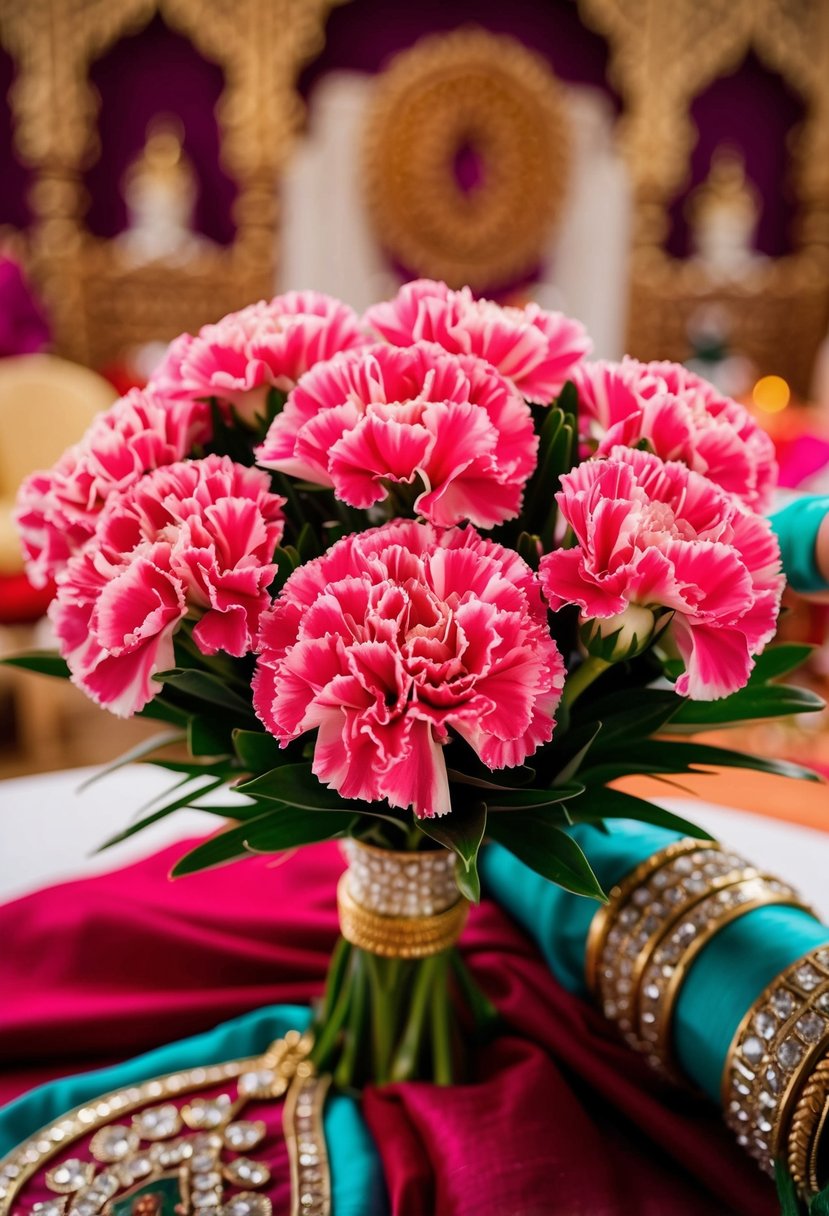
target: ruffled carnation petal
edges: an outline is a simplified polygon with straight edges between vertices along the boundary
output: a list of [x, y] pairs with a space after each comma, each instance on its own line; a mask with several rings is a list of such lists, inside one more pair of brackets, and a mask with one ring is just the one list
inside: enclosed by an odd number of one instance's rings
[[290, 394], [259, 464], [368, 507], [389, 483], [424, 485], [415, 509], [441, 527], [517, 515], [538, 439], [526, 402], [482, 360], [431, 343], [373, 346], [320, 364]]
[[777, 484], [774, 444], [742, 405], [677, 363], [582, 363], [579, 394], [584, 455], [605, 456], [645, 441], [746, 506], [768, 508]]
[[208, 456], [111, 496], [50, 607], [72, 679], [121, 716], [159, 691], [185, 616], [205, 654], [247, 654], [270, 605], [284, 499], [266, 474]]
[[344, 798], [445, 814], [450, 730], [485, 763], [551, 737], [564, 664], [532, 570], [472, 529], [398, 521], [347, 536], [264, 614], [254, 708]]
[[584, 327], [537, 304], [502, 308], [476, 300], [468, 287], [418, 279], [375, 304], [367, 325], [395, 346], [436, 342], [452, 354], [477, 355], [510, 380], [528, 401], [547, 405], [590, 351]]
[[783, 588], [768, 522], [684, 465], [630, 448], [585, 461], [561, 485], [576, 546], [541, 559], [551, 608], [576, 604], [588, 622], [629, 605], [671, 613], [685, 663], [677, 691], [712, 700], [741, 688], [774, 635]]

------------------------------------------------------------

__Required work__. Please output all the data exactly as given, with the pictures omitted.

__Output for this exercise__.
target: ruffled carnation petal
edges: an outline is a simplified polygon with straight edges between vertices along the boundary
output: a list of [x, y] pairs with a space after each comma, each instance on its own line; a mask with several rings is a list of such lists, inside one more pair of brackets, and a mask with one ring is just the one list
inside: enclosed by an odd number of one instance's rings
[[290, 394], [259, 464], [368, 507], [389, 483], [424, 485], [415, 509], [441, 527], [517, 515], [538, 439], [526, 402], [482, 360], [431, 343], [373, 346], [320, 364]]
[[777, 484], [774, 444], [742, 405], [677, 363], [582, 363], [579, 394], [584, 455], [605, 456], [645, 441], [746, 506], [768, 508]]
[[208, 456], [111, 496], [50, 607], [72, 679], [121, 716], [159, 691], [185, 616], [205, 654], [247, 654], [270, 605], [284, 499], [266, 474]]
[[344, 798], [445, 814], [450, 730], [485, 763], [551, 737], [564, 664], [532, 570], [472, 529], [398, 521], [347, 536], [264, 614], [254, 708]]
[[584, 327], [537, 304], [502, 308], [476, 300], [468, 287], [418, 279], [375, 304], [367, 325], [395, 346], [436, 342], [452, 354], [477, 355], [510, 380], [528, 401], [547, 405], [590, 351]]
[[783, 588], [768, 522], [684, 465], [630, 448], [585, 461], [561, 485], [576, 546], [541, 559], [551, 608], [576, 604], [588, 622], [629, 605], [671, 613], [685, 663], [677, 691], [712, 700], [741, 688], [774, 635]]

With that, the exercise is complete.